Exercise prompt: Please write out this listing again, swapping "truck cab" for "truck cabin" everywhere and changing nothing else. Leave the pictures out.

——————

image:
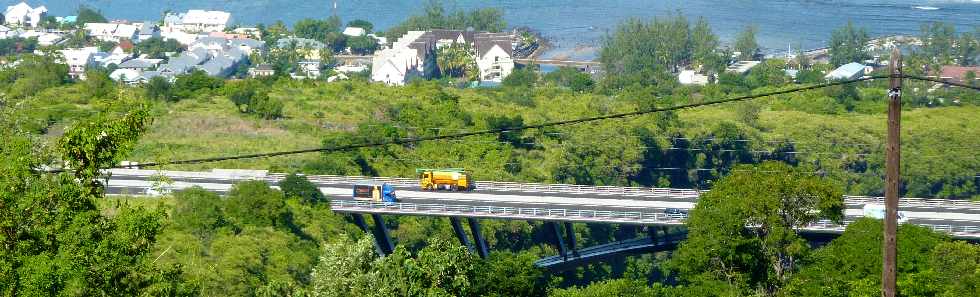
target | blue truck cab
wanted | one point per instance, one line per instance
(375, 192)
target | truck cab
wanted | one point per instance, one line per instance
(877, 211)
(374, 192)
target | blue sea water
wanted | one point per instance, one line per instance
(576, 27)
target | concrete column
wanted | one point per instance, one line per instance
(381, 235)
(460, 233)
(481, 244)
(570, 231)
(359, 221)
(559, 242)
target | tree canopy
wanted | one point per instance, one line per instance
(743, 231)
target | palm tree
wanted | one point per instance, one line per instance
(455, 60)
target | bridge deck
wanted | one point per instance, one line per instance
(615, 249)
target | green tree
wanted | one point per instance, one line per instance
(353, 269)
(968, 48)
(265, 107)
(456, 60)
(615, 288)
(194, 84)
(157, 48)
(570, 78)
(298, 186)
(98, 85)
(704, 47)
(33, 75)
(646, 53)
(254, 203)
(159, 88)
(851, 264)
(510, 274)
(89, 15)
(745, 43)
(847, 45)
(743, 231)
(242, 93)
(938, 42)
(198, 211)
(55, 239)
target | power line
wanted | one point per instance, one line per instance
(916, 77)
(529, 127)
(500, 130)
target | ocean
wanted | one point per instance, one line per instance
(576, 27)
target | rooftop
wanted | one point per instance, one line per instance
(195, 16)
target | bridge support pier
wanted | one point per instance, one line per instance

——————

Expected answer:
image:
target | blue truck cabin
wanted | one point per instance, one line per instance
(375, 192)
target | truck cabin
wanted | one point per instance, one line per instance
(877, 211)
(374, 192)
target | blue sea water
wanted | one point per instance, one line per instance
(576, 27)
target | concrete column
wanted | one point per instance, one line per instance
(381, 235)
(460, 233)
(481, 244)
(570, 231)
(359, 221)
(559, 242)
target | tree canopy
wanted | one point per instance, one line per instance
(743, 231)
target | palm tree
wanted | one point per instance, one line per instance
(455, 60)
target | bridge deck
wanted | one point per instance, one line per instance
(615, 249)
target | green tree
wanted | one point per instance, one line per instance
(353, 269)
(968, 48)
(265, 107)
(456, 60)
(615, 288)
(194, 84)
(157, 48)
(570, 78)
(298, 186)
(98, 85)
(704, 47)
(33, 75)
(646, 53)
(254, 203)
(159, 88)
(851, 264)
(510, 274)
(89, 15)
(745, 43)
(847, 45)
(743, 231)
(242, 93)
(938, 42)
(198, 211)
(55, 239)
target | power line
wanted | one point per instance, one line per instance
(916, 77)
(529, 127)
(500, 130)
target | ocean
wanted | one point per instance, one line per instance
(576, 27)
target | rooftop
wanted | one point per instance, one line per instance
(195, 16)
target | bridge support pier
wanted | one point per instance, one line per instance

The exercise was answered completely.